Page:

You should (pretty much) exclusively use val. If you find yourself wanting to use a var, there is almost certainly a better way to structure your code.

Style

Specifying Types

Scala has powerful type inference capabilities, so, in many cases, types do not need to be specified. However, types may be specified at any time. This is often useful for making complex code more readable, or as a way of protecting against errors. Additionally, types can be specifed on any subexpression, not just on variable assignments.

val a = 4                 // a: Int = 4
val b: Int = 4            // b: Int = 4
val c = (a: Double) + 5   // c: Double = 9.0

All types are determined statically during compilation.

Basic Syntax

Imports

Classes, objects, and static methods can all be imported. An underscore can be used as a wildcard to import everything from a particular context.

import scala.collection.immutable.BitSet
import scala.math.log
import scala.math._

Semi-colon Inference

Scala will infer semi-colons at the ends of lines, so they do not need to be explicitly written. If you add them yourself, then Scala will not complain, but it doesn’t look as nice.

Semi-colons can also be used to write several statements on a single line, but this should be avoided because it’s harder to read in most circumstances.

String Interpolation

val x = 4
val y = "stuff"
val z = f"You can say $x is inverse of ${1.0 / x}%.2f and $y"

See the docs for more.

Control

Scala has control many familiar control structures.

if-else

val x = 4
if(x > 2)
  println("greater than 2")
else if(x < 4)

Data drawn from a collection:
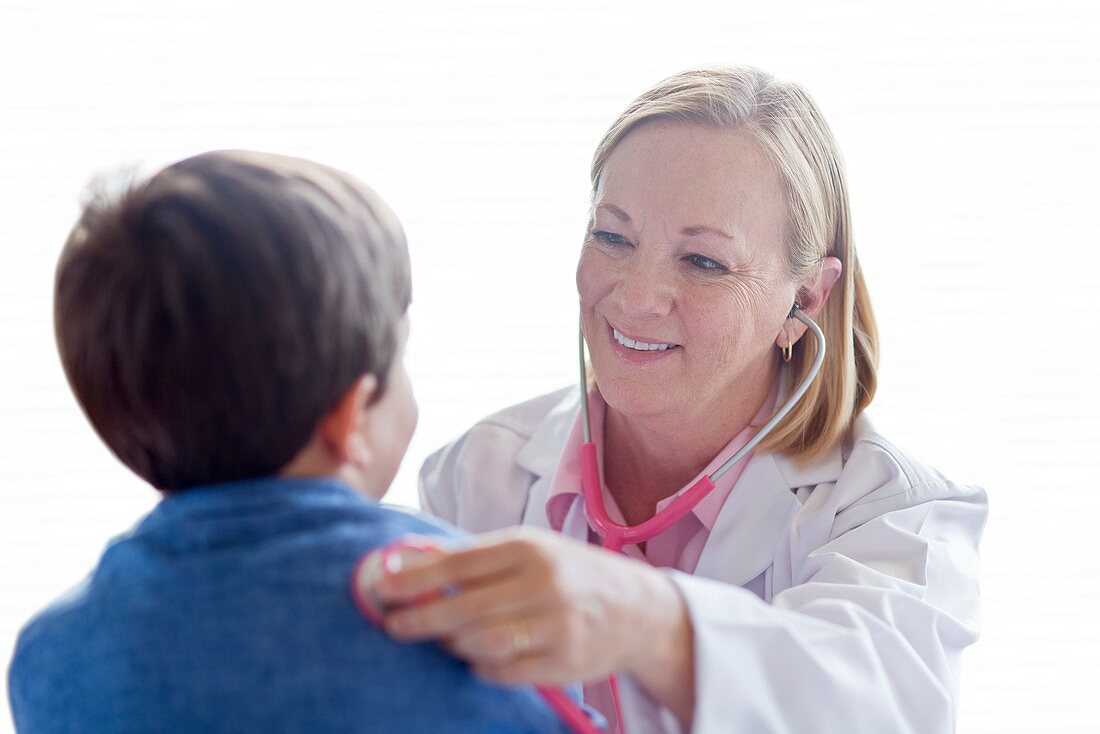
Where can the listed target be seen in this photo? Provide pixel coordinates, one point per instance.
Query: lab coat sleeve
(882, 599)
(474, 482)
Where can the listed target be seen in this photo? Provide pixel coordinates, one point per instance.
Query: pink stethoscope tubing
(557, 699)
(615, 535)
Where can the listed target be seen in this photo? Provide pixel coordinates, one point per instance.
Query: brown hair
(788, 124)
(209, 316)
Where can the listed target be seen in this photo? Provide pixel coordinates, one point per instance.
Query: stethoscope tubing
(614, 536)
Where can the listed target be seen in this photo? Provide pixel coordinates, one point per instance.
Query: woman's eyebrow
(622, 216)
(703, 229)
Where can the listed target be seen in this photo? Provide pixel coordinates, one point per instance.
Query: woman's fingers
(501, 596)
(496, 555)
(503, 639)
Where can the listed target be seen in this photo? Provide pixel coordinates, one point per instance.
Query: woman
(827, 582)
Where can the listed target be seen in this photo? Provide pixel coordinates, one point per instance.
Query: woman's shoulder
(480, 480)
(875, 471)
(524, 419)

Your objective: Write out every import statement in the code examples of the Scala page above.

Exercise result:
import scala.collection.immutable.BitSet
import scala.math.log
import scala.math._